Everyone is at a crossroads each moment of each day – it’s just that we never stop to reflect on the fact that each minute decision we make can have life-changing consequences. A client recently recounted a story from his youth. He told me about he used to hang out with his best friend – and his best friend’s girlfriend. One Sunday afternoon, rather than doing his usual thing of going to the rugby club for a few pints, he decided he’d call to the girl’s house for a chat. The rest is history – they were married twenty years just a few days ago. As he said to me “If I hadn’t taken a right turn out of m y house that Sunday afternoon, we wouldn’t have married, my three children wouldn’t exist and I probably wouldn’t have been propelled along my career path the way I’ve been, given that my wife has helped me so much and been so supportive.

Little choices we make thoughtlessly, mindlessly, change the very course of our life. You’ve made those choices – so have I. And, yet, the vast majority of us make those choices completely unwittingly, paying little or no attention to the consequences of each of our actions. Only the very few – what the University of Chicago might term uncommonly successful people – have the presence of mind, the self-awareness, to realise the importance of the moment – every moment – and, in doing so, are all the more likely to choose their actions reflectively, mindfully. The converse, for what the same university might call “normal people” is that we continually create lives that, at best, are “not too bad”, by not being mindful of the opportunities that each moment can potentially create.

As I tell my many clients, the people who are most important to you in your business and personal lives at present were once complete strangers to you. The logical conclusion we can draw from that blindingly obvious statement is that we never know when we are going to bump into the next stranger who will assist us further on our journey. Normal people interact with other normal people and situations without this realisation and, therefore, their life’s journey can rarely be described as exciting. Most normal people plod through life on what they perceive to be almost a pre-determined treadmill. People brought up in working-class environments usually go on to lead working-class lives. Where I live, village artisans – plumbers, carpenters, masons – usually bring future village artisans into the world. The same goes for most people.

Abnormal people interact with normal people and situations in a totally different manner – ever present to and aware of the potential that each new encounter can hold. The difference between these normal and abnormal people has nothing to do with socio-economic background, nothing to do with education, nothing to do with their friends. The difference is simply to be found in their state of mind. Research indicates that many abnormal people instinctively operate at this level – in these cases, their early upbringing may well have had a positive impact (or a negative upbringing might have spurred them into alternative action). But not all abnormal people are “made that way” – we can all be abnormal, we can all re-learn the ability we innately possessed as children to meet and greet each new person and each new situation with a childlike open-mindedness.

• • • •

*WORK TO COMPLETE*
1 > In the essay on everyday choices, reproduce the passage starting at "As I tell my" and ending at "for most people.", without any changes.
2 > Which village artisans does the essay on everyday choices name as examples?
3 > According to the essay on everyday choices, what was the client's usual Sunday afternoon activity?

*SUPPLIED INFORMATION*

• • • •

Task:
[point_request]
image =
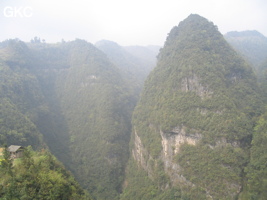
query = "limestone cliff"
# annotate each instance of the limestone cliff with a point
(195, 115)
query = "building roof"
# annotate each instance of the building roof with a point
(14, 148)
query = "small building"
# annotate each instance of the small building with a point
(15, 151)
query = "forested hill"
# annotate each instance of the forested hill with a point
(70, 98)
(193, 125)
(252, 45)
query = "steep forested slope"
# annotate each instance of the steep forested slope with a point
(37, 175)
(20, 97)
(70, 97)
(97, 107)
(193, 124)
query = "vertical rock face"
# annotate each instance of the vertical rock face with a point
(196, 114)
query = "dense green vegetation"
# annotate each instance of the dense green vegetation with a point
(257, 170)
(20, 97)
(76, 101)
(202, 84)
(37, 175)
(70, 97)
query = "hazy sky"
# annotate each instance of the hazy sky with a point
(127, 22)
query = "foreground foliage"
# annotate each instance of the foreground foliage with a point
(37, 175)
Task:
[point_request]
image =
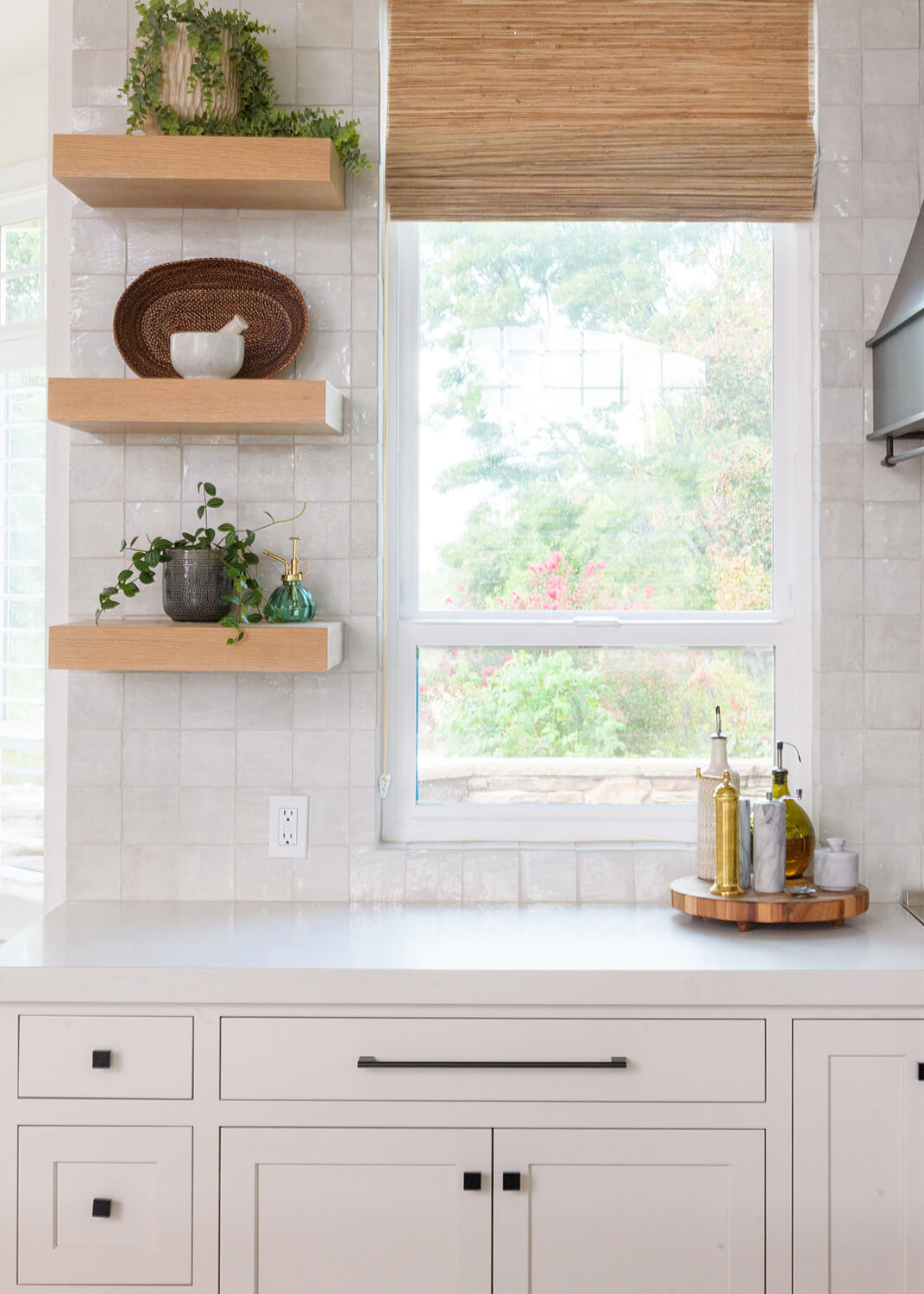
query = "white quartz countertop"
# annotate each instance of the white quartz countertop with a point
(468, 957)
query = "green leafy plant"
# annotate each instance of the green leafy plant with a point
(212, 34)
(237, 556)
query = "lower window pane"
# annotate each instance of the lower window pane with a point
(588, 725)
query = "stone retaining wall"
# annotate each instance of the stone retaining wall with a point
(576, 781)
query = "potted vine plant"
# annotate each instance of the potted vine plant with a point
(210, 574)
(202, 72)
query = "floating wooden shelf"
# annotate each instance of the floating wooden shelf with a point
(196, 405)
(695, 898)
(162, 646)
(199, 171)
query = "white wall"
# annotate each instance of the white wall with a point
(869, 651)
(23, 113)
(168, 776)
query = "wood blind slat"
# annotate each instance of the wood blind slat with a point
(600, 109)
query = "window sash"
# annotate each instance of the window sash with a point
(786, 628)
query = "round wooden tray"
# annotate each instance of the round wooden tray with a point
(695, 898)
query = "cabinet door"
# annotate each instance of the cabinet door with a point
(331, 1210)
(644, 1211)
(858, 1159)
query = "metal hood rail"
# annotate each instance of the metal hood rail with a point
(898, 356)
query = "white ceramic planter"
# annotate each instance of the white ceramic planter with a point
(206, 355)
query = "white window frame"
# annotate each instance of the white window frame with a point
(23, 197)
(786, 628)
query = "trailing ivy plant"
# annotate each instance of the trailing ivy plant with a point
(237, 556)
(211, 34)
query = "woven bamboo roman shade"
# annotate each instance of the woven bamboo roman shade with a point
(600, 109)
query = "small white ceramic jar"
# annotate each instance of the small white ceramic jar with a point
(206, 355)
(836, 867)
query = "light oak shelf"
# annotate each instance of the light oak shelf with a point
(162, 646)
(199, 171)
(240, 405)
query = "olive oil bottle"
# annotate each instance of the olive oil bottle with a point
(800, 835)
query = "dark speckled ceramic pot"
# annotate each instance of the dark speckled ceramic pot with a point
(196, 585)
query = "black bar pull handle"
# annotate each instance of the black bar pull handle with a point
(373, 1063)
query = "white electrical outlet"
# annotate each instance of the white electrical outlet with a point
(287, 826)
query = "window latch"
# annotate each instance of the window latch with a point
(592, 621)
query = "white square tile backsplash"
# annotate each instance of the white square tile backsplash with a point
(212, 748)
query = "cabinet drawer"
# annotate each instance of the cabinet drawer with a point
(111, 1056)
(105, 1206)
(492, 1060)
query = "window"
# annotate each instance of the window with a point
(594, 531)
(22, 483)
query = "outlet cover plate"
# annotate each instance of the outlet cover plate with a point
(287, 822)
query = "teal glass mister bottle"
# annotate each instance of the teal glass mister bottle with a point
(292, 603)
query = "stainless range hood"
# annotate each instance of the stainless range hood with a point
(898, 357)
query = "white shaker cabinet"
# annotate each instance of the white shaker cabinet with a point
(858, 1159)
(649, 1211)
(409, 1211)
(336, 1210)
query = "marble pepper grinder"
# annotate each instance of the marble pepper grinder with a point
(769, 846)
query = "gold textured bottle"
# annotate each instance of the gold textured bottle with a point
(800, 835)
(727, 884)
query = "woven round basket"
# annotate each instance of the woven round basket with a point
(201, 297)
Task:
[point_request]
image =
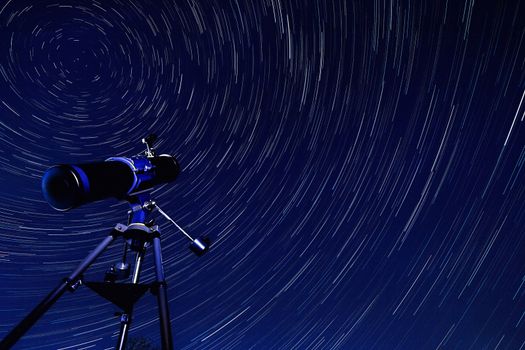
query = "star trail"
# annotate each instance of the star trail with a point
(359, 164)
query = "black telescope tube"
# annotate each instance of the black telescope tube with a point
(69, 186)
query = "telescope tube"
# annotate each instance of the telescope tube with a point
(69, 186)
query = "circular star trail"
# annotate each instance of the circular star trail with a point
(359, 164)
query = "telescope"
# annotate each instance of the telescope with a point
(68, 186)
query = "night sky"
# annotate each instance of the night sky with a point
(360, 165)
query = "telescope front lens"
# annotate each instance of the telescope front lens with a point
(61, 188)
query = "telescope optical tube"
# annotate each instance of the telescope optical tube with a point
(70, 186)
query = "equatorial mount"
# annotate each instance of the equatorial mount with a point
(68, 186)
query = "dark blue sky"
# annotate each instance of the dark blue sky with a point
(360, 163)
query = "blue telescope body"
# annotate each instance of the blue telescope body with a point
(69, 186)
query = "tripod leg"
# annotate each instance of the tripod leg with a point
(24, 325)
(125, 318)
(162, 298)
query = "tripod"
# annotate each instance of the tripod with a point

• • • •

*THE SOLUTIONS*
1 >
As I tell my many clients, the people who are most important to you in your business and personal lives at present were once complete strangers to you. The logical conclusion we can draw from that blindingly obvious statement is that we never know when we are going to bump into the next stranger who will assist us further on our journey. Normal people interact with other normal people and situations without this realisation and, therefore, their life’s journey can rarely be described as exciting. Most normal people plod through life on what they perceive to be almost a pre-determined treadmill. People brought up in working-class environments usually go on to lead working-class lives. Where I live, village artisans – plumbers, carpenters, masons – usually bring future village artisans into the world. The same goes for most people.

2 > Plumbers, carpenters, masons

3 > Going to the rugby club for a few pints.